Convert every line of the records below into a Markdown table with the columns Row and Line, numbering the rows and omitting blank lines. Leave the pictures out of the table.

Excerpts from a point labeling dataset
• • • • •
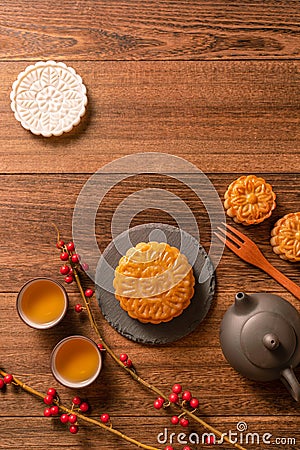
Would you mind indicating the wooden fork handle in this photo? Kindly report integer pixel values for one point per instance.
(282, 279)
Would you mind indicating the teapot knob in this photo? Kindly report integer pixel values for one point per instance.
(271, 341)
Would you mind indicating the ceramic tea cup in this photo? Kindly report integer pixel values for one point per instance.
(42, 303)
(76, 361)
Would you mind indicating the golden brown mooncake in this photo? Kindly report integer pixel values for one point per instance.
(285, 238)
(249, 200)
(154, 282)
• • • • •
__ANSWER__.
| Row | Line |
|---|---|
| 1 | Would you mind indicating the wooden fork handle in this photo? Kindly report integer pixel values for one point per instance. |
| 2 | (282, 279) |
| 3 | Would you mind indicating the teapot knob in this photo? Kindly report integer pixel values for one point per instance. |
| 4 | (271, 341) |
| 5 | Would you mind indicating the ceramic tea cup in this photo? Kindly report integer pixel values for one point per instance. |
| 6 | (42, 303) |
| 7 | (76, 361) |
| 8 | Would you mind indicating the golden brown mooncake in this photo? Kindly report integer pixel values for one point per instance. |
| 9 | (285, 238) |
| 10 | (249, 200) |
| 11 | (154, 282) |